··· Texte de lecture
Le soleil se couche. Les skieurs aussi dans quelques heures. Les dameurs, eux, vont débuter leur chorégraphie de la nuit. 17h30, le moment est venu : ils prennent place dans leur machine, laissent échapper le ronron des moteurs et partent pour 7h de travail. Comme le Père Noël, le dameur œuvre la nuit à l’aide de sa lame et de sa fraise, offrant aux skieurs le plus beau des cadeaux au réveil : des pistes comme du velours.

À l’évidence, son traineau est bien plus imposant. Pour les mordus de mécanique, il y a de quoi être comblés ! 10 tonnes portées sur des chenilles de 5m de long, une motorisation de 530CV, un treuil avec 1000m de câble permettant une force de traction de 4,5 tonnes et une lame avant qui peut pousser 1 tonne de neige ! Pour Damien Siega, responsable du damage depuis 16 ans, « il faut bien tout ça pour remodeler les pistes et remonter au sommet de la pente les tonnes de neige descendues chaque jour par les virages des skieurs ».
······
··· Données fournies
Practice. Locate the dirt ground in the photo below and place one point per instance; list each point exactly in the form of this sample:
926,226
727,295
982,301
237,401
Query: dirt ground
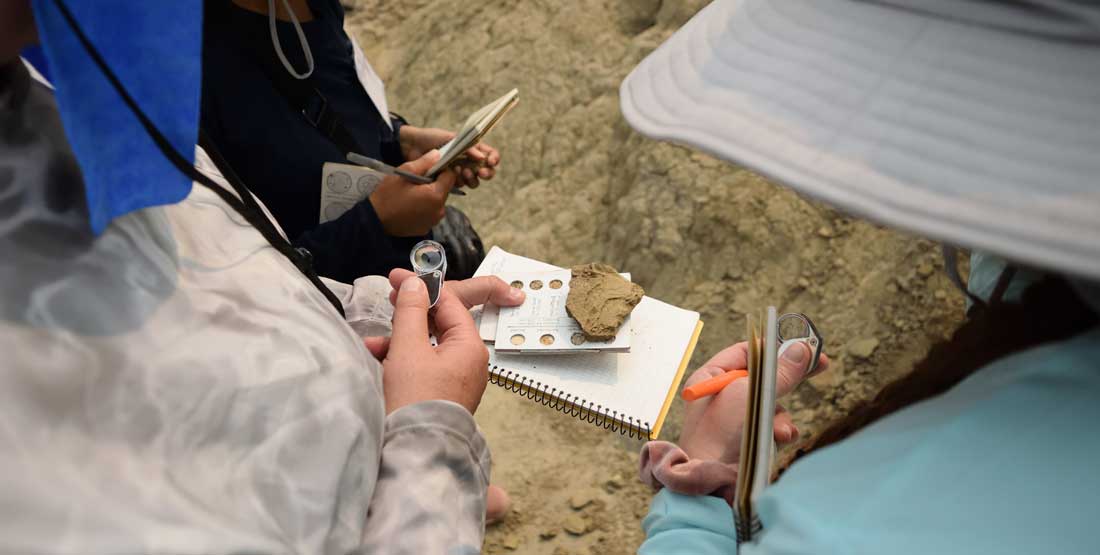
578,186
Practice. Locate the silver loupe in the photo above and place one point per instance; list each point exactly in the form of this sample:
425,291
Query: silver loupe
429,263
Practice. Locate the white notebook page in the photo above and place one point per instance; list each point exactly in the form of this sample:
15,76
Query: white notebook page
633,384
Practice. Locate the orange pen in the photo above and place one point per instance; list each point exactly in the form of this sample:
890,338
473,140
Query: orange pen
712,386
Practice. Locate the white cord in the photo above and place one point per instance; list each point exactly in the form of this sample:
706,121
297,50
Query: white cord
301,39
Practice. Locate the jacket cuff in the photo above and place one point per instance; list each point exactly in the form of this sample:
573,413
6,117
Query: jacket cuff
441,420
······
Consigne:
Recopiez le passage du texte sur les dameurs qui commence par « Le soleil se » et se poursuit jusqu'à « comme du velours. », en remplaçant « Père Noël » par « marchand de sable ».

Corrigé:
Le soleil se couche. Les skieurs aussi dans quelques heures. Les dameurs, eux, vont débuter leur chorégraphie de la nuit. 17h30, le moment est venu : ils prennent place dans leur machine, laissent échapper le ronron des moteurs et partent pour 7h de travail. Comme le marchand de sable, le dameur œuvre la nuit à l’aide de sa lame et de sa fraise, offrant aux skieurs le plus beau des cadeaux au réveil : des pistes comme du velours.